И в годы репрессий, предшествовавшие моему аресту, и в тюремной камере я, ища ответ на мучительные вопросы, мыслил в шорах. Когда предо мною открылась бездна, я не сразу встал на ноги, а, склонясь над пропастью, не отводил от нее глаз.

Да что там говорить! Годы понадобились мне для того, чтобы по-новому оценить эволюцию нашего общества, а вернее, вернуться к позиции, из которой я исходил прежде, чем сам был втянут в процесс общественной эволюции.

Инженеры и ученые, армейские командиры и директора заводов, комсомольские активисты и выросшие в атмосфере революционной романтики партийные работники, дипломаты и журналисты, — все мы оказались узниками Внутренней тюрьмы на площади Дзержинского не просто по той причине, что тогда свирепствовал массовый террор, обрушившийся на общество. Мы свалились в яму не потому, что сбились с пути, по которому шла страна. Мы вместе со всем населением страны оказались в сетях диктаторского режима и сформировавшейся под его властью общественной психологии. Об этом равно свидетельствовали и наши биографии, и ложные обвинения, предъявляемые нам, и аргументация следователей и наша контраргументация.

Жертвы террора тридцатых годов, о которых я вспоминаю, к числу которых принадлежал и я, не могли охватить мыслью всю цепь событий, определивших их судьбы, и не могли предвидеть, как эти события скажутся на судьбах страны. Мало кто тогда разобрался в мотивах, в тайнах и последствиях происходящей трагедии и в существе того государственного переворота, который фактически произошел между 1934 и 1940 годом, но был подготовлен всем предыдущим развитием. Я в тюрьме придумал (для собственного употребления) такую формулу: расправа с партийным и государственным аппаратом — это борьба за наследство Сталина при участии самого Сталина. То была, конечно, надуманная и неполноценная попытка обобщения. Моя формула была неверна прежде всего потому, что Сталин вовсе не пекся о своем наследстве, он собирался еще долго жить и властвовать. С помощью неслыханного террора он стремился укрепить свою власть, свою личную диктатуру. И все же в формуле, придуманной мною в тюрьме (почему я здесь об этом упоминаю), был известный смысл: в результате террора тридцатых годов, да и позднейшего периода, сформировался тот жестокий и по сути своей растленный политический режим, который остался в наследство от Сталина.
····················
Задания
• a. Определите, соответствуют ли фрагменту текста утверждения: (i) государственный переворот фактически произошел между 1934 и 1940 годом; (ii) формулу о борьбе за наследство Сталина автор придумал после выхода из тюрьмы; (iii) Сталин заботился о своем наследстве. На каждое ответьте «да» или «нет» и приведите точную цитату из фрагмента.
• b. Переведите на английский язык предложение из фрагмента текста: «С помощью неслыханного террора он стремился укрепить свою власть, свою личную диктатуру».
• c. Где, согласно фрагменту текста, находилась Внутренняя тюрьма?

[Примеры обнаружения]
····················
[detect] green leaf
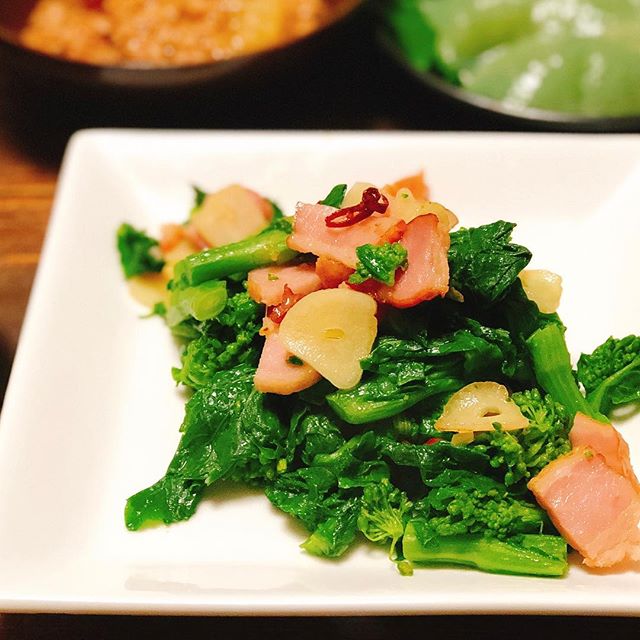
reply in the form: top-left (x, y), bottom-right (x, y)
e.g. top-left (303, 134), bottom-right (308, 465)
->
top-left (116, 222), bottom-right (164, 278)
top-left (577, 335), bottom-right (640, 414)
top-left (125, 366), bottom-right (287, 530)
top-left (349, 242), bottom-right (407, 287)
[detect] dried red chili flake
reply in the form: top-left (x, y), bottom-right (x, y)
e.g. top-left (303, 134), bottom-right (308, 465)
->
top-left (267, 284), bottom-right (304, 324)
top-left (324, 187), bottom-right (389, 228)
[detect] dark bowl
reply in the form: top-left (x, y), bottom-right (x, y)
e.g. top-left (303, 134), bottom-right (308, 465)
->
top-left (0, 0), bottom-right (365, 91)
top-left (378, 27), bottom-right (640, 133)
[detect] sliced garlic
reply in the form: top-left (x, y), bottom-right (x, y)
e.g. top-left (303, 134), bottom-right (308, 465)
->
top-left (191, 184), bottom-right (271, 247)
top-left (280, 288), bottom-right (378, 389)
top-left (340, 182), bottom-right (375, 208)
top-left (127, 273), bottom-right (169, 309)
top-left (388, 187), bottom-right (458, 231)
top-left (435, 382), bottom-right (529, 432)
top-left (519, 269), bottom-right (562, 313)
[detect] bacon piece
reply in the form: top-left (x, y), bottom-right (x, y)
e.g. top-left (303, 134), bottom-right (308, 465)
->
top-left (316, 256), bottom-right (353, 289)
top-left (375, 213), bottom-right (449, 308)
top-left (569, 413), bottom-right (640, 490)
top-left (288, 204), bottom-right (404, 269)
top-left (528, 447), bottom-right (640, 567)
top-left (253, 331), bottom-right (321, 395)
top-left (247, 264), bottom-right (322, 307)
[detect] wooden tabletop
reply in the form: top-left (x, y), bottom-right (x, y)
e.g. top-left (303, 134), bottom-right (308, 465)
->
top-left (0, 23), bottom-right (640, 640)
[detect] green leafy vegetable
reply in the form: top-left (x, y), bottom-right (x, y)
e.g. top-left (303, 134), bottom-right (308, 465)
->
top-left (174, 225), bottom-right (298, 287)
top-left (173, 292), bottom-right (262, 389)
top-left (416, 469), bottom-right (545, 539)
top-left (383, 0), bottom-right (435, 71)
top-left (191, 184), bottom-right (207, 215)
top-left (349, 242), bottom-right (407, 286)
top-left (577, 335), bottom-right (640, 414)
top-left (165, 280), bottom-right (227, 327)
top-left (402, 520), bottom-right (568, 577)
top-left (318, 184), bottom-right (347, 209)
top-left (125, 366), bottom-right (286, 530)
top-left (116, 222), bottom-right (164, 278)
top-left (527, 324), bottom-right (606, 420)
top-left (300, 498), bottom-right (360, 558)
top-left (449, 220), bottom-right (531, 304)
top-left (357, 479), bottom-right (413, 558)
top-left (469, 389), bottom-right (572, 486)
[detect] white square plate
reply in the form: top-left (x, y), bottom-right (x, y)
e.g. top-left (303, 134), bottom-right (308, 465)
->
top-left (0, 131), bottom-right (640, 614)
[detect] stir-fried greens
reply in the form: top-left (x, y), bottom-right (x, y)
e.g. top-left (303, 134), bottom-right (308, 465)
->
top-left (118, 172), bottom-right (640, 576)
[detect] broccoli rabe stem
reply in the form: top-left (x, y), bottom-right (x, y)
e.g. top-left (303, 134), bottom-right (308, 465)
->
top-left (174, 229), bottom-right (298, 286)
top-left (527, 324), bottom-right (608, 422)
top-left (402, 520), bottom-right (567, 577)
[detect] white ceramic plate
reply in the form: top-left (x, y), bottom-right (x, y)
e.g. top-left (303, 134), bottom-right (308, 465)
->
top-left (0, 131), bottom-right (640, 614)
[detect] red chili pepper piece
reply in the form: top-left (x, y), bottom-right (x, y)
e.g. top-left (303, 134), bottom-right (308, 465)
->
top-left (267, 284), bottom-right (304, 324)
top-left (324, 187), bottom-right (389, 228)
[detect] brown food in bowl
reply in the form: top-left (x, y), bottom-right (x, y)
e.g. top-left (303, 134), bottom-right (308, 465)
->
top-left (20, 0), bottom-right (356, 66)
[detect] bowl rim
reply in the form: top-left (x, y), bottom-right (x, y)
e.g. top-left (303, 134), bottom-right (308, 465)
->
top-left (378, 27), bottom-right (640, 131)
top-left (0, 0), bottom-right (368, 76)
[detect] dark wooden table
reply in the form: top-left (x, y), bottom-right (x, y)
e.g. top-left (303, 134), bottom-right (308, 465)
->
top-left (0, 17), bottom-right (640, 640)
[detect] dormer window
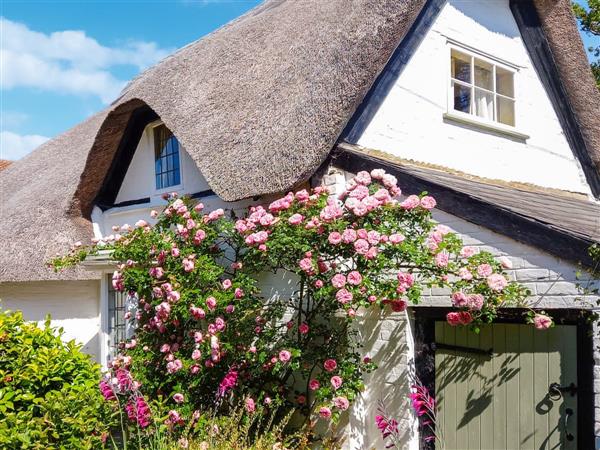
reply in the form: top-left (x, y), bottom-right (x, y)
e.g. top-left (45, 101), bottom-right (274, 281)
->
top-left (153, 124), bottom-right (181, 190)
top-left (448, 47), bottom-right (515, 127)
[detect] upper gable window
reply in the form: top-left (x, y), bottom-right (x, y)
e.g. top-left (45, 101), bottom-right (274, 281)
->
top-left (153, 124), bottom-right (181, 190)
top-left (448, 47), bottom-right (515, 127)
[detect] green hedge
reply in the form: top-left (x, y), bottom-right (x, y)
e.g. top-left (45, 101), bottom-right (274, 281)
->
top-left (0, 310), bottom-right (110, 449)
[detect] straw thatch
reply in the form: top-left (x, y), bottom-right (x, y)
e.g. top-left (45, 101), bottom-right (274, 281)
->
top-left (0, 0), bottom-right (600, 281)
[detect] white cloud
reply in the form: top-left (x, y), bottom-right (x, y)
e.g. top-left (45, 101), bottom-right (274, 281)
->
top-left (0, 131), bottom-right (49, 160)
top-left (0, 17), bottom-right (172, 103)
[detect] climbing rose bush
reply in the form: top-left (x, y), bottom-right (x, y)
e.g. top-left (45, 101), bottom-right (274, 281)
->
top-left (54, 170), bottom-right (539, 440)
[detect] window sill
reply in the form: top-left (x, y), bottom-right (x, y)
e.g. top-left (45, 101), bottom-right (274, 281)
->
top-left (443, 111), bottom-right (529, 141)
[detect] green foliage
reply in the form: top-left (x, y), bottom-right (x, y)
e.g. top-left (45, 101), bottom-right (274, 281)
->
top-left (573, 0), bottom-right (600, 89)
top-left (0, 310), bottom-right (109, 449)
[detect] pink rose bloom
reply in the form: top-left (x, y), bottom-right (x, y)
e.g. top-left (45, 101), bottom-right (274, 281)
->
top-left (533, 314), bottom-right (552, 330)
top-left (328, 231), bottom-right (342, 245)
top-left (421, 195), bottom-right (437, 209)
top-left (498, 256), bottom-right (512, 269)
top-left (333, 397), bottom-right (350, 411)
top-left (296, 189), bottom-right (310, 202)
top-left (340, 270), bottom-right (362, 287)
top-left (452, 291), bottom-right (467, 308)
top-left (460, 247), bottom-right (477, 258)
top-left (400, 195), bottom-right (421, 210)
top-left (435, 252), bottom-right (450, 267)
top-left (486, 273), bottom-right (508, 292)
top-left (458, 267), bottom-right (473, 281)
top-left (342, 228), bottom-right (357, 244)
top-left (319, 406), bottom-right (331, 419)
top-left (288, 213), bottom-right (304, 225)
top-left (331, 273), bottom-right (346, 289)
top-left (298, 258), bottom-right (314, 275)
top-left (167, 291), bottom-right (181, 303)
top-left (354, 170), bottom-right (371, 186)
top-left (279, 350), bottom-right (292, 363)
top-left (323, 359), bottom-right (337, 372)
top-left (354, 239), bottom-right (369, 255)
top-left (182, 258), bottom-right (195, 272)
top-left (466, 294), bottom-right (483, 311)
top-left (245, 397), bottom-right (256, 413)
top-left (477, 264), bottom-right (493, 277)
top-left (335, 289), bottom-right (353, 305)
top-left (206, 297), bottom-right (217, 311)
top-left (389, 233), bottom-right (406, 245)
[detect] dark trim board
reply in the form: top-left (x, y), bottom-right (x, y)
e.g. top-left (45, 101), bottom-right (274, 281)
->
top-left (411, 306), bottom-right (596, 450)
top-left (339, 0), bottom-right (446, 144)
top-left (331, 151), bottom-right (594, 267)
top-left (94, 106), bottom-right (159, 210)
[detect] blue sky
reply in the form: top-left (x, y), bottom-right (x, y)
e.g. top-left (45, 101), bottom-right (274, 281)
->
top-left (0, 0), bottom-right (260, 159)
top-left (0, 0), bottom-right (592, 159)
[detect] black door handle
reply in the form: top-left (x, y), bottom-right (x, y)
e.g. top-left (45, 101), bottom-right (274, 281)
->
top-left (565, 408), bottom-right (575, 442)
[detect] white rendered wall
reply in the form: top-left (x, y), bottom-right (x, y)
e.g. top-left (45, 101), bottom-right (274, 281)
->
top-left (323, 169), bottom-right (600, 450)
top-left (116, 124), bottom-right (210, 203)
top-left (0, 280), bottom-right (100, 361)
top-left (358, 0), bottom-right (590, 194)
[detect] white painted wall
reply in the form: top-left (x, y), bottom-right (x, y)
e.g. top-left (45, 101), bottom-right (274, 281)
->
top-left (116, 123), bottom-right (210, 203)
top-left (0, 280), bottom-right (100, 361)
top-left (358, 0), bottom-right (590, 194)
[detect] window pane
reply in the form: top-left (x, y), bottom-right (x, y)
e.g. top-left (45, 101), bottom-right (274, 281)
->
top-left (496, 67), bottom-right (515, 98)
top-left (452, 82), bottom-right (471, 114)
top-left (475, 88), bottom-right (494, 120)
top-left (475, 58), bottom-right (494, 91)
top-left (451, 50), bottom-right (472, 83)
top-left (496, 97), bottom-right (515, 127)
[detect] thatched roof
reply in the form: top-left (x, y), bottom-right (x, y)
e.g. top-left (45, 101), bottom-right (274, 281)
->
top-left (0, 0), bottom-right (600, 281)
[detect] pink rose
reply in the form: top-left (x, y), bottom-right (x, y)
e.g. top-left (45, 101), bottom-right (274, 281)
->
top-left (354, 239), bottom-right (369, 255)
top-left (331, 273), bottom-right (346, 289)
top-left (348, 270), bottom-right (362, 286)
top-left (486, 273), bottom-right (508, 292)
top-left (333, 397), bottom-right (350, 411)
top-left (327, 231), bottom-right (342, 245)
top-left (477, 263), bottom-right (493, 277)
top-left (335, 289), bottom-right (353, 305)
top-left (279, 350), bottom-right (292, 363)
top-left (319, 406), bottom-right (331, 419)
top-left (533, 314), bottom-right (552, 330)
top-left (288, 213), bottom-right (304, 225)
top-left (421, 195), bottom-right (437, 209)
top-left (323, 359), bottom-right (337, 372)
····················
Ответы
• a.
(i) Да: «который фактически произошел между 1934 и 1940 годом».
(ii) Нет: «Я в тюрьме придумал (для собственного употребления) такую формулу».
(iii) Нет: «Сталин вовсе не пекся о своем наследстве».

• b. With the help of unprecedented terror he sought to strengthen his power, his personal dictatorship.

• c. На площади Дзержинского.